====== RAW DATA ======

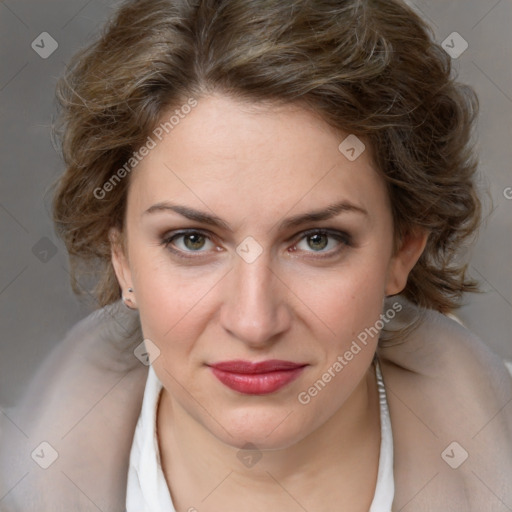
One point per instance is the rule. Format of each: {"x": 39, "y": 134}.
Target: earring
{"x": 126, "y": 300}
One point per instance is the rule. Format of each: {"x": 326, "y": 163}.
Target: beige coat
{"x": 444, "y": 386}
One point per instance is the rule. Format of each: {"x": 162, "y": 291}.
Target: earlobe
{"x": 121, "y": 266}
{"x": 404, "y": 260}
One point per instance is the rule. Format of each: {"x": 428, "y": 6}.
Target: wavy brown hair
{"x": 367, "y": 67}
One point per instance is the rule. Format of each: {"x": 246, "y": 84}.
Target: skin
{"x": 254, "y": 167}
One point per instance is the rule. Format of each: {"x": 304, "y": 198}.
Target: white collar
{"x": 147, "y": 489}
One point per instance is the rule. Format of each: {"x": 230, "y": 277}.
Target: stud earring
{"x": 127, "y": 299}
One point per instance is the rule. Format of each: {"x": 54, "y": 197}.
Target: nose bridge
{"x": 253, "y": 310}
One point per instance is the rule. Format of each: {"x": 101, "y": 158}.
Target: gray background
{"x": 37, "y": 306}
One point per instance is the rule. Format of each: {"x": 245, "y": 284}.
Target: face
{"x": 227, "y": 268}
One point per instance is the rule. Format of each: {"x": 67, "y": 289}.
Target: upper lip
{"x": 248, "y": 367}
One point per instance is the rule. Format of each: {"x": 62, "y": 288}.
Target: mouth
{"x": 259, "y": 378}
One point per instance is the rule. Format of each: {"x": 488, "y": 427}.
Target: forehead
{"x": 248, "y": 154}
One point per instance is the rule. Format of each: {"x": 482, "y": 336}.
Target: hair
{"x": 368, "y": 67}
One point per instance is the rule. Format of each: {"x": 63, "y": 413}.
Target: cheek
{"x": 347, "y": 300}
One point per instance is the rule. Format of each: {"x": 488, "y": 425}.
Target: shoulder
{"x": 450, "y": 400}
{"x": 83, "y": 404}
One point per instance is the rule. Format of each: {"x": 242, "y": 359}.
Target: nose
{"x": 254, "y": 309}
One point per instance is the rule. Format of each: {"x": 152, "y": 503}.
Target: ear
{"x": 403, "y": 261}
{"x": 121, "y": 265}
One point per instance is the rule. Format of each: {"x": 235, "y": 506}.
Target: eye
{"x": 186, "y": 242}
{"x": 319, "y": 239}
{"x": 189, "y": 241}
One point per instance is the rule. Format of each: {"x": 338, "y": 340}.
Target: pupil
{"x": 320, "y": 236}
{"x": 194, "y": 245}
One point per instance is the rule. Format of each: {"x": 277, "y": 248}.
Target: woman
{"x": 278, "y": 192}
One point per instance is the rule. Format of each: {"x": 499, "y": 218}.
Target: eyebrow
{"x": 329, "y": 212}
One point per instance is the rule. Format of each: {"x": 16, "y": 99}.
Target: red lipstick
{"x": 256, "y": 378}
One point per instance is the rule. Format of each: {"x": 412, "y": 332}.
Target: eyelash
{"x": 340, "y": 236}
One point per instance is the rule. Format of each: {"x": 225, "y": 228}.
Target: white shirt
{"x": 147, "y": 489}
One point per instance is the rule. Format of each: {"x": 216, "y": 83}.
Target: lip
{"x": 256, "y": 378}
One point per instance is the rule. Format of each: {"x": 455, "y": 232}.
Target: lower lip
{"x": 257, "y": 383}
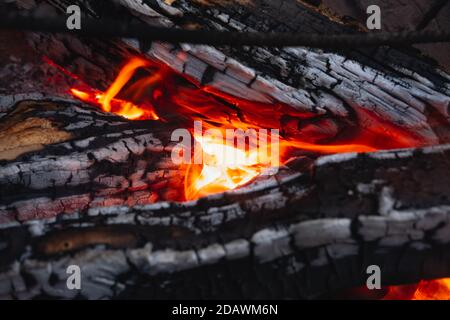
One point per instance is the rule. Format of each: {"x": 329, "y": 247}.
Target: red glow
{"x": 148, "y": 90}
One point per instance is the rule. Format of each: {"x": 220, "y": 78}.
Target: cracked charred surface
{"x": 300, "y": 236}
{"x": 292, "y": 236}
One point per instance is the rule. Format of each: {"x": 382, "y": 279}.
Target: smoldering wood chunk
{"x": 61, "y": 157}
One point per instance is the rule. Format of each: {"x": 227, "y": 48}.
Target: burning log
{"x": 100, "y": 191}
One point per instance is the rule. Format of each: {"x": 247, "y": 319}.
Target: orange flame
{"x": 168, "y": 96}
{"x": 224, "y": 166}
{"x": 108, "y": 101}
{"x": 425, "y": 290}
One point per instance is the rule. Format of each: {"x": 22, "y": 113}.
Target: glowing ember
{"x": 424, "y": 290}
{"x": 147, "y": 90}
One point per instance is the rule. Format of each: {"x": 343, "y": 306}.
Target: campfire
{"x": 167, "y": 169}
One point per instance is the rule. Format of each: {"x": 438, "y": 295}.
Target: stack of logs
{"x": 77, "y": 185}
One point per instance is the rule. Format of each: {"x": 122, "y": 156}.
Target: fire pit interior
{"x": 314, "y": 163}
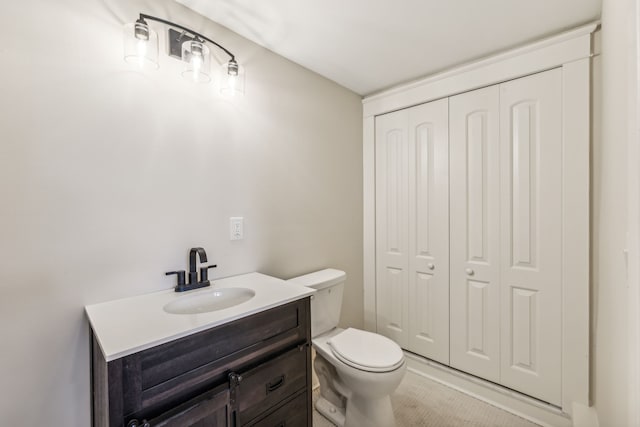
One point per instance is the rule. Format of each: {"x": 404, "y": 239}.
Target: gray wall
{"x": 108, "y": 176}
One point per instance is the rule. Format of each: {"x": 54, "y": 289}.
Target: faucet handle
{"x": 180, "y": 275}
{"x": 204, "y": 272}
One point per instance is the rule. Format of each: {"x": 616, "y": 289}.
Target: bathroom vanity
{"x": 249, "y": 364}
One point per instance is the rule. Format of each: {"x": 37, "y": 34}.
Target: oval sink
{"x": 205, "y": 302}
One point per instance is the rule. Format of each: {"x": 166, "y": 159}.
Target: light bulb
{"x": 141, "y": 47}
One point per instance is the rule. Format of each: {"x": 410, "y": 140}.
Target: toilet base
{"x": 330, "y": 411}
{"x": 370, "y": 413}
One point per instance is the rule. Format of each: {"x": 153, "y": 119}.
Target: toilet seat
{"x": 366, "y": 351}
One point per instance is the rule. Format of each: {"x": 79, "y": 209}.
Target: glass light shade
{"x": 198, "y": 61}
{"x": 140, "y": 45}
{"x": 232, "y": 79}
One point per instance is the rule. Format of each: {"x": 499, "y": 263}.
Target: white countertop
{"x": 126, "y": 326}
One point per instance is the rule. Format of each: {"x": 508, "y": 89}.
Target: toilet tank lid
{"x": 320, "y": 279}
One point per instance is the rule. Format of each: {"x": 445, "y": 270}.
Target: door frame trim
{"x": 571, "y": 51}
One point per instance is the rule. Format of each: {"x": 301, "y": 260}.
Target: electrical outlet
{"x": 236, "y": 224}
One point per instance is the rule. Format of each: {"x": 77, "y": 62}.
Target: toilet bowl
{"x": 357, "y": 370}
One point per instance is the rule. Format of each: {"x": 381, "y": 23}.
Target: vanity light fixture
{"x": 141, "y": 48}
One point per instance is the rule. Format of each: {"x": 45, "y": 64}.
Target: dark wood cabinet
{"x": 251, "y": 371}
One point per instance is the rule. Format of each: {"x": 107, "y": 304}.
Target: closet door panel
{"x": 531, "y": 245}
{"x": 475, "y": 233}
{"x": 428, "y": 230}
{"x": 392, "y": 226}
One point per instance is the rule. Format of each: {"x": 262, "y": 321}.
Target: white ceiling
{"x": 370, "y": 45}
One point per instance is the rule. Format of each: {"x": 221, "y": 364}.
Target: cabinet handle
{"x": 275, "y": 384}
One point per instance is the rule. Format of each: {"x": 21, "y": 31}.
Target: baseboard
{"x": 501, "y": 397}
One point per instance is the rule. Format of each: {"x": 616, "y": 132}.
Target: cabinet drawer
{"x": 292, "y": 414}
{"x": 263, "y": 387}
{"x": 170, "y": 373}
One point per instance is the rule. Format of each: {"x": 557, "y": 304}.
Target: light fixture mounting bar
{"x": 190, "y": 31}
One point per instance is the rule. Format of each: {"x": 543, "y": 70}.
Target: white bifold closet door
{"x": 531, "y": 237}
{"x": 412, "y": 228}
{"x": 475, "y": 232}
{"x": 392, "y": 226}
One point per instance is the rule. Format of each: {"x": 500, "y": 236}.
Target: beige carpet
{"x": 422, "y": 402}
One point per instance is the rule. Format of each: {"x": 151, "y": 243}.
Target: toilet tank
{"x": 326, "y": 302}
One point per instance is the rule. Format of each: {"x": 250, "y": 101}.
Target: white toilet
{"x": 357, "y": 370}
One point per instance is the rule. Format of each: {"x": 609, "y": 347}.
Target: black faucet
{"x": 193, "y": 273}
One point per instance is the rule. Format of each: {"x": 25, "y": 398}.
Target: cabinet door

======

* TASK REQUIREMENTS *
Reproduce only the lines from the line containing "Target: white toilet" to the last line of the material above, both of those lines included.

* ANSWER FOR THE TASK *
Target: white toilet
{"x": 357, "y": 370}
One point per instance is the rule. Format of each: {"x": 609, "y": 347}.
Target: black faucet
{"x": 193, "y": 273}
One point per instance is the rule. Format of each: {"x": 25, "y": 398}.
Target: cabinet door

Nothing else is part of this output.